- [WHAT YOU SHOULD DO]
The full set of entries is to be printed exactly, with pictures excluded.

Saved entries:

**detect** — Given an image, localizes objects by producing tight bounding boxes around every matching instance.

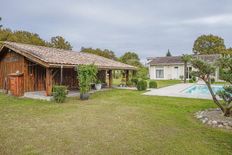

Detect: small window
[156,69,164,78]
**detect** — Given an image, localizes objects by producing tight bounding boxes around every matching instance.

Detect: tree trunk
[224,107,232,117]
[184,62,187,83]
[205,81,225,114]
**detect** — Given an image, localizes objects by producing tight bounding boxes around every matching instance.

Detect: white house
[147,54,220,81]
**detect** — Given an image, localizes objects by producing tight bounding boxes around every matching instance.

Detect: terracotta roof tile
[3,42,136,70]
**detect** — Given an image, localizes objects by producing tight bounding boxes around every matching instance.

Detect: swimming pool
[183,84,224,95]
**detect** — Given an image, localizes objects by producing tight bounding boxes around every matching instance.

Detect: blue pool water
[183,85,224,95]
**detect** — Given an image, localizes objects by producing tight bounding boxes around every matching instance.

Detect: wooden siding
[0,48,24,89]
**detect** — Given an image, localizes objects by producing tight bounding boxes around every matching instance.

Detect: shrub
[126,80,133,87]
[149,80,157,88]
[211,78,215,84]
[131,77,138,86]
[192,76,196,82]
[137,80,147,91]
[53,85,67,103]
[189,79,194,83]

- [RESPONSE TO THIS TASK]
**detect** — Given an image, localizes objects by producing tight bounding boxes around every matching instance.


Detect: small window
[156,69,164,78]
**detect** — Given an image, localizes objects by producing tight bounding boxes around every matching instance.

Detect: tree trunk
[224,107,232,117]
[184,62,187,83]
[205,81,225,114]
**detect** — Given an image, localizes objects by producing tight bounding boxes around every matching instance.

Detect: white house
[147,54,220,81]
**detect** — Given an image, localizes objects by producing tight bounding boxes around every matching instance.

Detect: terracotta roof tile
[3,42,136,70]
**detect** — Given an image, localizes objects by producing tight bounding boxes around every matching instance.

Detect: swimming pool
[183,84,224,95]
**detect** — Given an image, localizes objects by producing tight bounding boxes around every matching instance.

Detect: blue pool water
[183,85,224,95]
**detect** — Given an image, localizes objects by producing tight bounding boxes around every matching instance.

Detect: wooden siding
[0,48,24,89]
**detect** — Given an image, localizes objects by producing tight bounding boxes around every matching instance.

Detect: shrub
[126,80,133,87]
[149,80,157,88]
[211,78,215,84]
[131,77,138,86]
[192,76,196,82]
[137,80,147,91]
[53,85,67,103]
[189,79,194,83]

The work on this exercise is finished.